## Excerpted data
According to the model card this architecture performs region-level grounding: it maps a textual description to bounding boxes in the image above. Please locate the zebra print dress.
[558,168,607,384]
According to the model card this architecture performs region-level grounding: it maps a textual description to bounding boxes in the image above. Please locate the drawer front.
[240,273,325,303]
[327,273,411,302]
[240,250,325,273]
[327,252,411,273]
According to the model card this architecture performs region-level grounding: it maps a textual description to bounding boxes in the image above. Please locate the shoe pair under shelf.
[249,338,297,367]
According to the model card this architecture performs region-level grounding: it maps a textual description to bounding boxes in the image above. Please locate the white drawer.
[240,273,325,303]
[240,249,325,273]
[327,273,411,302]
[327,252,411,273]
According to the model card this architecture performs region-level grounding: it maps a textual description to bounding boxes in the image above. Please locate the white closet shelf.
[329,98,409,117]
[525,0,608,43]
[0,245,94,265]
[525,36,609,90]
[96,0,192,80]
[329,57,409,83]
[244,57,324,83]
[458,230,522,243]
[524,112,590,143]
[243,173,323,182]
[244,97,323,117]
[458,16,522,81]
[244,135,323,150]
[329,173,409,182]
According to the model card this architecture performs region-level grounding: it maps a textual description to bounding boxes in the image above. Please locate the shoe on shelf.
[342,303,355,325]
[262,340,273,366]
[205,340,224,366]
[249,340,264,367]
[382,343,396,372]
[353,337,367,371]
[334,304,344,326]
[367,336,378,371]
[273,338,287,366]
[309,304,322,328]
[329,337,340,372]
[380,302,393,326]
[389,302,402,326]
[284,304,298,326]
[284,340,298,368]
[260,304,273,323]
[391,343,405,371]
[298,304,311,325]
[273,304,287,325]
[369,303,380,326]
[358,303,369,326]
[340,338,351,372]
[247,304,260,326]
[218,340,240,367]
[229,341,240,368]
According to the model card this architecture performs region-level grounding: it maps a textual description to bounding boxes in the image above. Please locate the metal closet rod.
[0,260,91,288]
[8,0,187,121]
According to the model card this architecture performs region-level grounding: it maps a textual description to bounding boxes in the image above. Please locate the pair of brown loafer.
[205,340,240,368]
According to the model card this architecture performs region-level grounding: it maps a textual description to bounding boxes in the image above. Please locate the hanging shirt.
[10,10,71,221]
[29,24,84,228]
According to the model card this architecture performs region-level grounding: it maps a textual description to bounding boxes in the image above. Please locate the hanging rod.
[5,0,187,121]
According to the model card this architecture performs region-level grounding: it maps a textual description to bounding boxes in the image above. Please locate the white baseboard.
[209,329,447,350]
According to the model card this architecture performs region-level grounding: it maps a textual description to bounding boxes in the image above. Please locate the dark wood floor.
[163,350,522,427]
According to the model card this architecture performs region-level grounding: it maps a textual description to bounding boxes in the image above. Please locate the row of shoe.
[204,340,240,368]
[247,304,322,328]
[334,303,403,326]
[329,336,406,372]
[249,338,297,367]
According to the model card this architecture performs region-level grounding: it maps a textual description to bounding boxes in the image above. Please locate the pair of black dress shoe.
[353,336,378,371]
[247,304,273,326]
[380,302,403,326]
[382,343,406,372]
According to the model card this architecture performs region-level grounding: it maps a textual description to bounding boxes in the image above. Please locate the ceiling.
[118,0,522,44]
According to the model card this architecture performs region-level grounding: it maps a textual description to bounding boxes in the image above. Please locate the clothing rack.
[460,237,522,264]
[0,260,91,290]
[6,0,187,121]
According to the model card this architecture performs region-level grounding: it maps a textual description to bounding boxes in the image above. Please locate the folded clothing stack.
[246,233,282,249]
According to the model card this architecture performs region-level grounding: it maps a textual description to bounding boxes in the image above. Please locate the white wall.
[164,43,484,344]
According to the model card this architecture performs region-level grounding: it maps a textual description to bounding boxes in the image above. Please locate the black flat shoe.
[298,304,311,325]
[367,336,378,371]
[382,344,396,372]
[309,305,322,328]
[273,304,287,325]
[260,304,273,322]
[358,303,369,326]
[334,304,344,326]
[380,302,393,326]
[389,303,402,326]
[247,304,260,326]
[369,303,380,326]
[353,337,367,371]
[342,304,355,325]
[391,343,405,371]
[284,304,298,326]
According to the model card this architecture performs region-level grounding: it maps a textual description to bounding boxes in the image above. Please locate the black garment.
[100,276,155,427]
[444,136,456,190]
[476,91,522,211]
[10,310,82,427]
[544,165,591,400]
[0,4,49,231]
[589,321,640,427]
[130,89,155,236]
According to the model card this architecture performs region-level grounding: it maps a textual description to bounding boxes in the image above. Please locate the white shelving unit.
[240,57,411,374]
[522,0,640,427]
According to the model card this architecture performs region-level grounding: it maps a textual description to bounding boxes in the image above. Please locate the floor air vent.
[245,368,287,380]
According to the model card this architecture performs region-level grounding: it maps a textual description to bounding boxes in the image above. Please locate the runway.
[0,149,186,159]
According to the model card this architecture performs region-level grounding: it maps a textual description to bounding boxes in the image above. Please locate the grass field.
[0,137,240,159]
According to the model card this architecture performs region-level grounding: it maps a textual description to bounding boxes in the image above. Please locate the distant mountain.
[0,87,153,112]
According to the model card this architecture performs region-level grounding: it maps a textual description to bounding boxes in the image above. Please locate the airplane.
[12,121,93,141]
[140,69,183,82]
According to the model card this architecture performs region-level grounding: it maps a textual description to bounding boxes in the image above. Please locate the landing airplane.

## Aim
Please write out every one of the entries above, word for word and in the same order.

## Problem solution
According to the model card this architecture performs region-level grounding: it maps a textual description to bounding boxes in the image above. Please locate the zebra print dress.
[558,168,607,384]
According to the model card this architecture performs region-level grounding: it maps a textual description to bounding boxes in the image above. Please locate the drawer front.
[240,273,325,303]
[327,273,411,302]
[240,250,325,273]
[327,252,411,273]
According to the model card this architecture performs region-level grounding: it maps a textual description to bounding boxes in the image above. Please locate the shoe pair under shelf.
[249,338,297,367]
According to the model card this architecture performs region-level grounding: it maps a textual description to bounding boxes in the image above. Please locate the white drawer.
[240,273,325,303]
[240,249,325,273]
[327,273,411,302]
[327,252,411,273]
According to the model card this architecture performs region-level grounding: it maps a textual description to bounding boxes in the image above. Please locate the white closet shelf.
[329,98,409,117]
[525,0,608,43]
[0,245,94,265]
[525,36,609,90]
[96,0,192,80]
[329,57,409,83]
[244,57,324,83]
[458,230,522,243]
[524,112,590,143]
[243,173,323,182]
[244,97,323,117]
[458,16,522,81]
[244,135,323,150]
[329,173,409,182]
According to the model card this architecture performs region-level grounding: it maps a textual description to bounding boxes in the image above. Please locate the shoe on shelf.
[342,303,355,325]
[262,340,273,366]
[205,340,224,366]
[249,340,264,367]
[382,343,396,372]
[353,337,367,371]
[334,304,344,326]
[367,336,378,371]
[273,338,287,366]
[309,304,322,328]
[329,337,340,372]
[380,302,393,326]
[389,302,402,326]
[284,304,298,326]
[284,340,298,368]
[260,304,273,323]
[391,343,405,371]
[298,304,311,325]
[273,304,287,325]
[369,303,380,326]
[358,303,369,326]
[340,338,351,372]
[247,304,260,326]
[218,340,240,367]
[229,341,240,368]
According to the model card this architecture performs region-level grounding: it maps a textual description to bounding boxes in the image above. Please locate the metal closet rod.
[0,260,91,288]
[8,0,187,121]
According to the model card this architecture performs region-level grounding: it maps a textual description to bounding boxes in the image above. Please locate the pair of brown loafer.
[205,340,240,368]
According to the model card this architecture performs region-level grounding: it maps a textual description to bounding boxes in the image above. Please locate the hanging shirt.
[10,10,71,221]
[29,24,84,228]
According to the model card this architecture performs region-level grounding: it maps a textual description to bounding boxes in the image above. Please locate the hanging rod.
[5,0,187,121]
According to the model card this architecture performs region-level grounding: it maps a textual description to bounding boxes in the image above. Please locate the white baseboard.
[209,329,447,350]
According to the model card this architecture performs region-level grounding: it maps a textual description to bounding boxes in the image above. Please locate the dark wood floor.
[163,350,522,427]
According to the model card this architecture performs region-level grounding: it maps a textual description to bounding boxes in the image above. Please locate the row of shoe.
[204,340,240,368]
[247,304,322,328]
[334,303,403,326]
[329,336,406,372]
[249,338,297,367]
According to the model card this architecture performs region-level grounding: it maps a textual description to bounding boxes in the image above. Please locate the pair of black dress shoe.
[353,336,378,371]
[247,304,273,326]
[380,302,403,326]
[382,343,406,372]
According to the model card this architecture performs region-level grounding: it maps a textual description to bounding boxes in the image above. Please locate the ceiling.
[118,0,522,44]
According to the model card this architecture performs region-level grounding: it maps a textual description to bounding boxes in the image above. Please locate the clothing rack.
[460,237,522,264]
[0,260,91,290]
[6,0,187,121]
According to the model card this architecture performs region-level grounding: it maps a textual description to bounding boxes in the image above. Please locate the folded clothing stack.
[246,233,282,249]
According to the model card this architecture performs region-level grounding: it maps a textual description to bounding boxes in the image above. Please locate the white wall.
[164,43,484,344]
According to the model card this architecture performs region-level grounding: it maps a textual description to bounding boxes in the image above. Please locate the black flat shoe.
[298,304,311,325]
[367,336,378,371]
[382,344,396,372]
[309,305,322,328]
[273,304,287,325]
[260,304,273,322]
[358,303,369,326]
[334,304,344,326]
[380,302,393,326]
[389,303,402,326]
[247,304,260,326]
[369,303,380,326]
[353,337,367,371]
[342,304,355,325]
[391,343,405,371]
[284,304,298,326]
According to the model card this architecture performs region-level grounding: it maps a textual description to bounding boxes in the image above. Please locate the black garment.
[100,276,155,427]
[444,136,456,190]
[476,91,522,211]
[10,310,82,427]
[544,165,591,400]
[0,4,49,231]
[589,321,640,427]
[130,89,155,236]
According to the model card this architecture performs region-level grounding: it maps a textual description to bounding boxes in the image above. Please locate the white shelving unit.
[240,57,411,374]
[522,0,640,427]
According to the model card this architecture performs region-level grounding: it maps a textual description to bounding boxes in the image above. Please locate the floor air vent.
[245,368,287,380]
According to the model card this architecture performs region-level grounding: it maps a textual description to bounding boxes in the image above. Please locate the runway.
[0,149,186,159]
According to the model card this architecture performs region-level grounding: it maps a textual description to bounding boxes in the image above. Please locate the grass field.
[0,137,240,159]
According to the model card this architecture performs region-level grounding: it maps a textual description to bounding boxes in the image above. Please locate the distant mountain.
[0,87,153,112]
According to the model card this architecture performs region-level grounding: it maps a textual description to bounding boxes in the image above. Please locate the airplane.
[12,121,93,141]
[140,69,183,82]
According to the model card this architecture performs region-level grounding: it maps a textual description to bounding boxes in the image above. Please locate the landing airplane.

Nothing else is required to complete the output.